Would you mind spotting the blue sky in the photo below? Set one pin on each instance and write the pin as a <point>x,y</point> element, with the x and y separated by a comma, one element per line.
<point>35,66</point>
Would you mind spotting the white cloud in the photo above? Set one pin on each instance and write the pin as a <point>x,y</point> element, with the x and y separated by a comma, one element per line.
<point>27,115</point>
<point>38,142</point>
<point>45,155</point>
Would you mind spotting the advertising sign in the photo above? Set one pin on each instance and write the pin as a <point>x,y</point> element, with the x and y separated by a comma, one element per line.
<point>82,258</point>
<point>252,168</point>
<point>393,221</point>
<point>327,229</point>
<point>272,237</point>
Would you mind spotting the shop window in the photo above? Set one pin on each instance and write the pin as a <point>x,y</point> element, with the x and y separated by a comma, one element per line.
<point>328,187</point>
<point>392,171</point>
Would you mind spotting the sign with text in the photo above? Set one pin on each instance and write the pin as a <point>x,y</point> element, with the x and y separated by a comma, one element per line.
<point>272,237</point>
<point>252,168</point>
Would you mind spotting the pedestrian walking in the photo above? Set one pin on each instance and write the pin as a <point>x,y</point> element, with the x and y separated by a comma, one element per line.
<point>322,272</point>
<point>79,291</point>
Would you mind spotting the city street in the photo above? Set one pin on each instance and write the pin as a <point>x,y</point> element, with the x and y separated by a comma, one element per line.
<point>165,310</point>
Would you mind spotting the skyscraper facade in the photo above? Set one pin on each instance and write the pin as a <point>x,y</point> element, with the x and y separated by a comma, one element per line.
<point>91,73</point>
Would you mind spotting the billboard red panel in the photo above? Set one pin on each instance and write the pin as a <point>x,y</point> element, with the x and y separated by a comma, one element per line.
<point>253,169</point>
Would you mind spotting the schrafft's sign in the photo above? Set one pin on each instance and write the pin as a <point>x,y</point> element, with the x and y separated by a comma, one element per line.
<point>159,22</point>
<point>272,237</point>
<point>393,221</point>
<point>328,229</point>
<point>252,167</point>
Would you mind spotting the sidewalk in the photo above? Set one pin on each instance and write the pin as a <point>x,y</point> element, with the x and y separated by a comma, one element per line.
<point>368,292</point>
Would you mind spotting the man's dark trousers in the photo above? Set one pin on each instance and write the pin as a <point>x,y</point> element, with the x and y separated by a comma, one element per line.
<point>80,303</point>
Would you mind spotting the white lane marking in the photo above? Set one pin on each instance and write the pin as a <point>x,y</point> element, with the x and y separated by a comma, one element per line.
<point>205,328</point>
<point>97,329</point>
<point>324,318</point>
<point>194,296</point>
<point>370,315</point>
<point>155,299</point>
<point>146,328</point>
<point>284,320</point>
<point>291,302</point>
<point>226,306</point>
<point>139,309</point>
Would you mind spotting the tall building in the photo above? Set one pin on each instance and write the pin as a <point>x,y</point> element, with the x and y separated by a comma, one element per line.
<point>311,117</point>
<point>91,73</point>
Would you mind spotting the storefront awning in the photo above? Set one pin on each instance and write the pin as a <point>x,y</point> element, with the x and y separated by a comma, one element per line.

++++

AIM OF THE TASK =>
Rewrite every line of the records above, changing each "pin" to "marker" and leaving everything else untouched.

WRITTEN RESPONSE =>
Would you mind spotting the blue sky in the photo below? Set one marker on each instance and write the marker as a <point>x,y</point> element, with the x and y separated by a comma, one element per line.
<point>35,66</point>
Would you mind spotting the white cloud in the photo above? Set one marker on each instance and write the marker as a <point>x,y</point> element, with the x and y separated by a comma, one element per line.
<point>27,115</point>
<point>38,142</point>
<point>45,155</point>
Would you mind spotting the advertising sign in the photo above? Set one marker on each instance and write the marker as a <point>x,y</point> element, with the x and y separated by a comma, one element per line.
<point>82,258</point>
<point>252,168</point>
<point>393,221</point>
<point>327,229</point>
<point>272,237</point>
Would you mind spotting the shop window in the photo above? Set one marker on each instance and write the marker as a <point>x,y</point> element, with the x and y separated by a comma, one element per line.
<point>328,187</point>
<point>392,171</point>
Would you mind spotting the sign with text in the photo above? Set one marker on each instance and write the marker as a <point>x,y</point> element, with the x and y separated by a comma, one element per line.
<point>272,237</point>
<point>252,168</point>
Would you mind spotting the pedestrian walking in the photo above? Set one marker on each instance and write the marker as a <point>x,y</point> element, with the x and y separated by a comma, one element per line.
<point>322,272</point>
<point>79,291</point>
Would you mind spotting the city street in the photo above? Set one marker on each instance and write the marker as a <point>x,y</point> element, with the x and y separated by a comma, one element per line.
<point>165,310</point>
Would you mind spotting the skyscraper facade in the photo above? Set one marker on each instance and write the marker as a <point>x,y</point> element, with the x and y separated by a comma, one element per line.
<point>91,73</point>
Would you mind spotting the billboard red panel in the photo above? Set one marker on each instance and write the marker as a <point>x,y</point> element, with the x and y separated by a comma, one element per line.
<point>253,169</point>
Would you mind spotting the schrafft's sign in the photo above? Set one marker on each instance and write the marker as a <point>x,y</point> element, with the x and y separated by a comma, one element per line.
<point>159,22</point>
<point>272,237</point>
<point>393,221</point>
<point>328,229</point>
<point>252,167</point>
Would you mind spotting the sidewalk in the photo above? Set one marker on each instance and write the marker as a <point>x,y</point> element, with the x and y separated by a comma, one element per line.
<point>368,292</point>
Would you mind spotting the man's dark trousers in the photo above? Set one marker on each instance and write the marker as a <point>x,y</point> element, with the x and y separated by a comma, one element per line.
<point>80,303</point>
Would you mind spotting the white lane marking in the photo above? Set one marker on each instance and write the marker as a <point>x,y</point> element, with the x and y separated by a comma, one element per line.
<point>205,328</point>
<point>97,329</point>
<point>324,318</point>
<point>194,296</point>
<point>370,315</point>
<point>155,299</point>
<point>146,328</point>
<point>284,320</point>
<point>291,302</point>
<point>226,306</point>
<point>139,309</point>
Would you mind spotting the tall building in the photo above? Set one marker on each instance and write the marker as a <point>x,y</point> element, with the x and y separated by a comma, one element per line.
<point>311,117</point>
<point>91,73</point>
Would you mind spotting the storefront awning in the photo above? Set one marker on each instance and write the marker as a <point>x,y</point> element, with the x and y separated by a comma, one element per line.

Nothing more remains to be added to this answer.